(Task to complete) Skip every image and restate the data word for word.

[Pointing records]
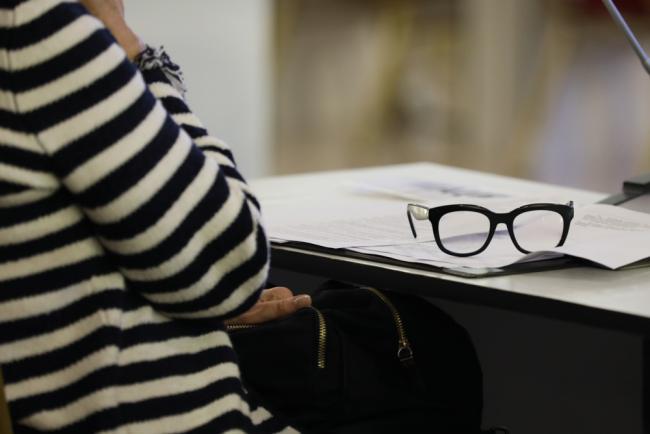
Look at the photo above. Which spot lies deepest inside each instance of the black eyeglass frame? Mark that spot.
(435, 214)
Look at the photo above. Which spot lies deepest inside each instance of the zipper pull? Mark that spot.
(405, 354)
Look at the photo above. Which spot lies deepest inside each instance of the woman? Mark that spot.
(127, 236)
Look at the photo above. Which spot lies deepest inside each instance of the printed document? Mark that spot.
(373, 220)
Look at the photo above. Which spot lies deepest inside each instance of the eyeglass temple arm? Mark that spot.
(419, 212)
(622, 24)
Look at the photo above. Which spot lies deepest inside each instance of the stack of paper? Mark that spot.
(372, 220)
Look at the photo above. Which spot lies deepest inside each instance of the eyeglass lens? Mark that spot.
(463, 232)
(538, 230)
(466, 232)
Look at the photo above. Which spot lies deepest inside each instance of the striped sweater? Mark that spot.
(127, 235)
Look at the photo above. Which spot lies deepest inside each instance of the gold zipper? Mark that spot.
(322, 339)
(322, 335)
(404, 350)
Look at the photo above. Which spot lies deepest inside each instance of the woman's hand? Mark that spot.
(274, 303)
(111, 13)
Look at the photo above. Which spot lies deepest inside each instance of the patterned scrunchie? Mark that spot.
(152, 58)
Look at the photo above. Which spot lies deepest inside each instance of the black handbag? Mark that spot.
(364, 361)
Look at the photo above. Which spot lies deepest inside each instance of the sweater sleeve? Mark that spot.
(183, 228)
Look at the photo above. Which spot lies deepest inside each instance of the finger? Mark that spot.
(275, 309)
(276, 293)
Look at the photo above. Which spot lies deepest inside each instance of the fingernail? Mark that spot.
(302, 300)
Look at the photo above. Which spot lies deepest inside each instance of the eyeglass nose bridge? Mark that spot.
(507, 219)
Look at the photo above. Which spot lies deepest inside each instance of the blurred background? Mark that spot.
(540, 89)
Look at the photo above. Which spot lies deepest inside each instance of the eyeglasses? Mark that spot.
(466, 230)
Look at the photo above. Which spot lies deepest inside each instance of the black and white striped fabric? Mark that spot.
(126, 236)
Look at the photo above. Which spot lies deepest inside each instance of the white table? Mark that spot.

(Written answer)
Look at the photo above. Which spot lies deepest inside each instance of the black eyeglass frame? Mark that spot.
(435, 214)
Look at the photo above. Which spot lies deepest inside each instance of the zipper pull? Mark that spot.
(405, 354)
Look at the photo above. Which spot lies deepest inside each instance of the woman? Mark that spot.
(127, 236)
Look at the photo above. Which spot lies deepest inside each instance of the printed document? Mark that spot.
(373, 220)
Look at the photo above. Which spot lies deepest inside each instance of the eyeglass temple arm? Mark that spot.
(419, 212)
(622, 24)
Look at the photo above. Which spot lies deepest inside each instance of the stack of paper? Mark that spot.
(372, 220)
Look at the photo above. Which spot lies deepest inside each instance of the eyeglass lens? Mark that spot.
(463, 232)
(538, 230)
(466, 232)
Look at the photo above. Which spot lies deepest inside each instance of the striped sweater? Mark that spot.
(127, 235)
Look at the photo above. Which spot lies deepest inside each instance of the gold zipper? Mark that spot.
(322, 339)
(322, 335)
(404, 350)
Look at the photo above. Which spot lies deepest inside each instance of the woman's hand? Mark that spot.
(274, 303)
(111, 13)
Look at the photo above. Which spot lies deepest inside each instance of the patterned scrunchie? Mark that spot.
(152, 58)
Look at the photo above. Which spot lies deepest inside each instance of the black handbag? Mark that spot.
(364, 361)
Look at the photo above. Which spot lies deepest inside each instance of the sweater sleeve? Mark that spot.
(183, 228)
Look at the photo above. Which spot lies deepest inside each instance of the finger? Mark that spot.
(275, 309)
(276, 293)
Look at the photo above. Which spot lies deepest inside each instance of the fingernail? Mark that spot.
(302, 300)
Look at the photo above. Which spot lies deepest inside each instance of the eyeglass nose bridge? Mark that spot.
(507, 219)
Look at the photo above. Which spot lies deepest inside each instance of the blurred background? Mark that spot.
(540, 89)
Look at the photo above. Which spot lies deepest inside each instance of the eyeglasses? Mark that spot.
(466, 230)
Look at the photo above. Which spot lies deepest inside each instance of the black and white striped fabric? Mark that spot.
(126, 236)
Look at the photo above. Which spot lies deepest inside each instance of the white table? Mark that spot.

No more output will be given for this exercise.